Express each line of the entries below as a row of a Markdown table with the columns Row and Line, numbering the rows and skipping any blank lines. Leave the pictures out of the table.

(Some entries)
********
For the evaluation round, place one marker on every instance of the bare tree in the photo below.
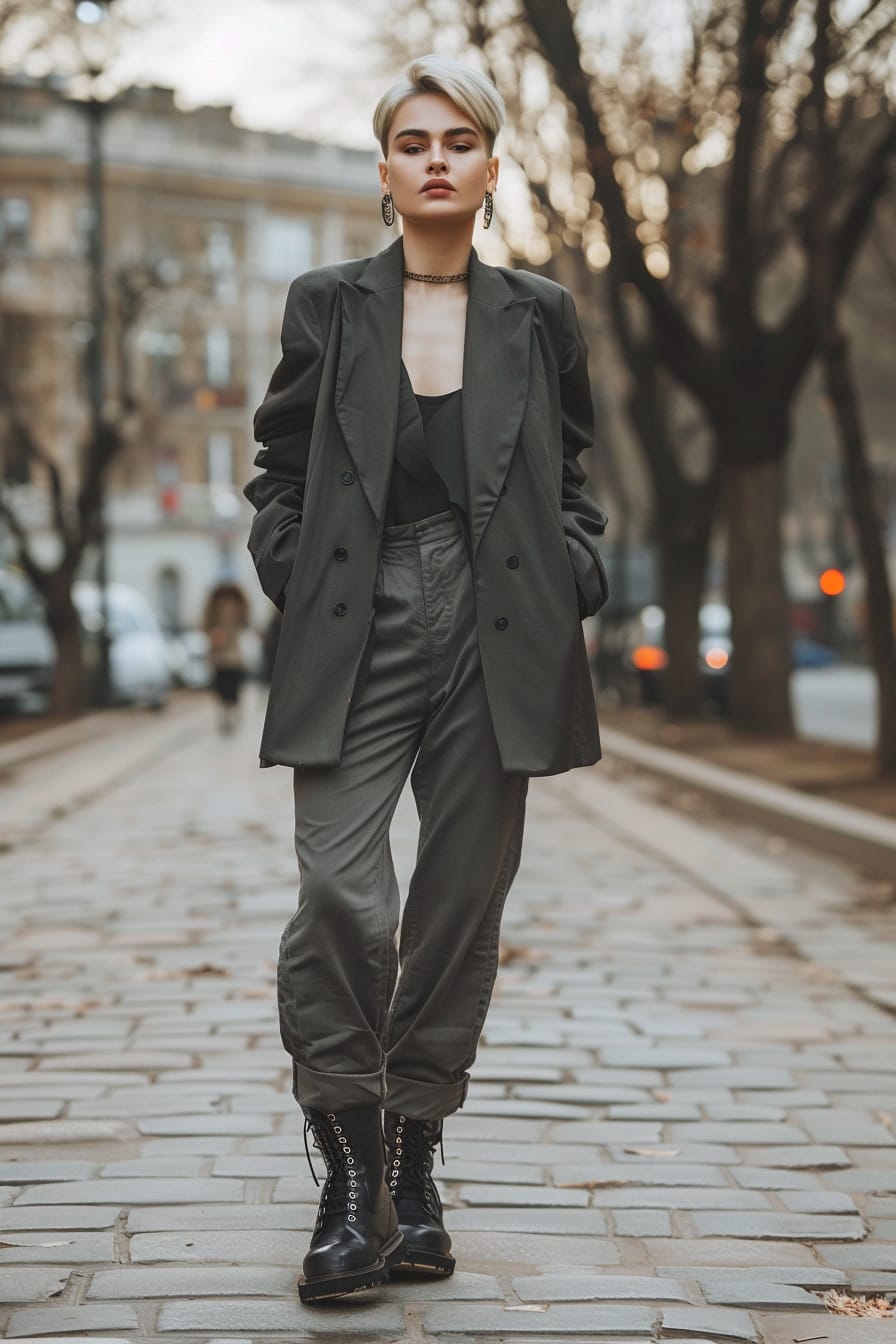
(844, 402)
(71, 501)
(734, 116)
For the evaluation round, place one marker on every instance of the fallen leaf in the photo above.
(653, 1152)
(841, 1304)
********
▶ ANSWER TO THIS EXERCISE
| Row | Line |
|---|---|
| 1 | For the evaluation round, place one marker on every instance of the bare tree in the photo below. |
| 2 | (844, 402) |
| 3 | (71, 501) |
| 4 | (734, 116) |
| 5 | For the evaluation round, place one marker on every instance of the fallen leaf in the photo above. |
| 6 | (653, 1152) |
| 7 | (841, 1304) |